**Text section**.
+++

When a team's performance begins to hit the skids, however, fingers begin to point. Was the new personnel not new enough? Did the prospects not progress as forecasted? Did the veterans not repeat earlier career performances? Is there one particular facet to blame?
Well, we talked about this a couple of weeks ago, and there's a lot of different directions you can go with the blame game: health, batting, starting pitching, relief pitching, bench players, the Camarena Macarena 8th inning, you name it and you can probably make a case out of it.
Typically, when a team is performing lousy, I blame the players, as well I should. I mean, they're the ones not hitting the ball, not throwing strikes that don't fall for hits, not getting the job done. I can't tie a particular number to it, at least not definitively, so I'll just say "90% of the onus falls on the players". Maybe higher, maybe lower.
So where does the extra 10% fall?
That's right, the manager. The skipper. The captain of this sinking ship.
The impact of a manger is also hard to tie a number to. The things we can see (the lineups, in-game changes) are typically scrutinized, while the intangibles (clubhouse demeanor, general leadership qualities) are much harder to discern, leaving us at the mercy of those accredited to give us insight behind what we can see in the dugout.
More past the jump.

+++

**Material**.
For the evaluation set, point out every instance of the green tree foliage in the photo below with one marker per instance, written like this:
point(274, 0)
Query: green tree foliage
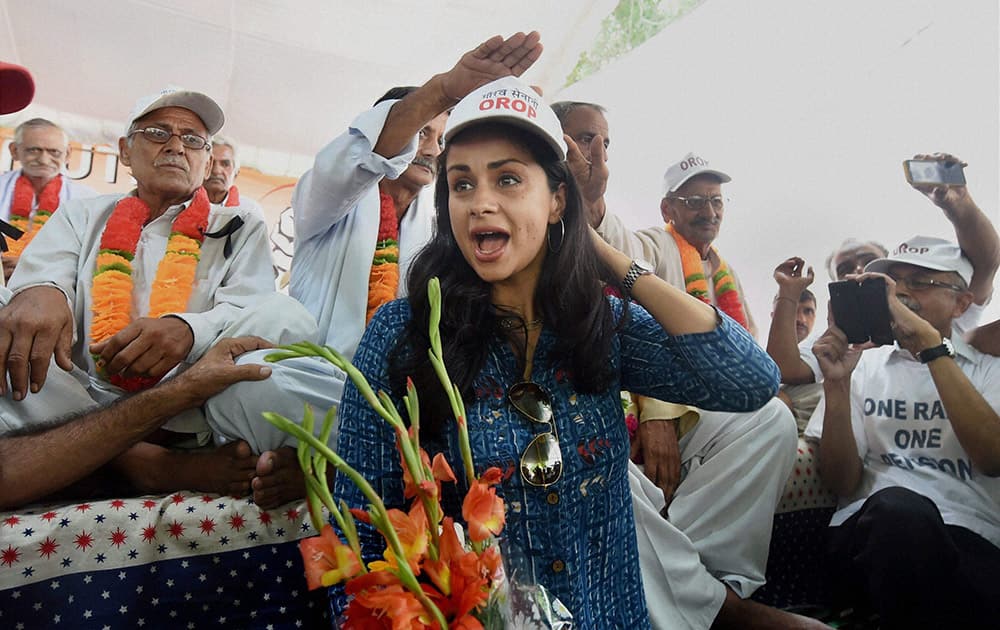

+++

**Aim of the exercise**. Write the next part of the piece on blaming a struggling baseball team's manager, picking up after its final sentence. Nothing in the lines has any bearing on what follows.

**In response**.
I typically have the stance that the impacts of a manger are negligible at best. Given the amount of responsibility for the players to perform, it's hard to hang a manager for a slump, but it's also hard to throw the ticker tape parade for the manager after a hot streak.
Being a manager is like being an IT guy. We just made a relatively substantial network upgrade for our small office, effectively quadrupling the office's internet speeds. After the upgrade, we asked a few random people if they noticed the improved speeds; they hadn't. IT guys are only called if something is going wrong. If everything is going right, or just really well in general, nobody notices and just goes on with life. But when things are off, when the internet is slow, when email isn't accessible for whatever reason, oh man, those damn IT guys are just screwing everything up.
Meanwhile, managers are graded with a fine toothed comb with a nice dollop of hindsight. Tracy makes an interesting move to PH with someone unexpectedly, and the dude gets a hit. Alright, time for the next guy to get a hit, too! But if that PH punches out or grounds into a 6-4-3, of COURSE Jim Tracy is a moron for PH there why would you pull the pitcher he was only at like 87 pitches how dumb can he be?
What this kind of boils down to is that a manager's impact in the positive direction is minimal in the best of times, because the positive things are just viewed as the "right" moves, the ones the "good" manager is expected to make; the manager's impact NEGATIVELY, though, is very real and can throw many a game. This almost exclusively applies to bullpen usage and other late-game maneuvers, but lineup cards can have an impact as well.
Reason I mention all of this isn't to start the "Let's Bash Jim Tracy!"-palooza of 2011, but rather to say that if the organization is suddenly making everyone accountable for everything and having to make tough choices, seems to me that the 2009 NL Manager of the Year would be lumped in there as well. The remainder of the 2011 season is going to be huge in deciding if the Rockies look elsewhere for a manager for the 2012 season or stick with the guy who took them to the 2009 NLDS.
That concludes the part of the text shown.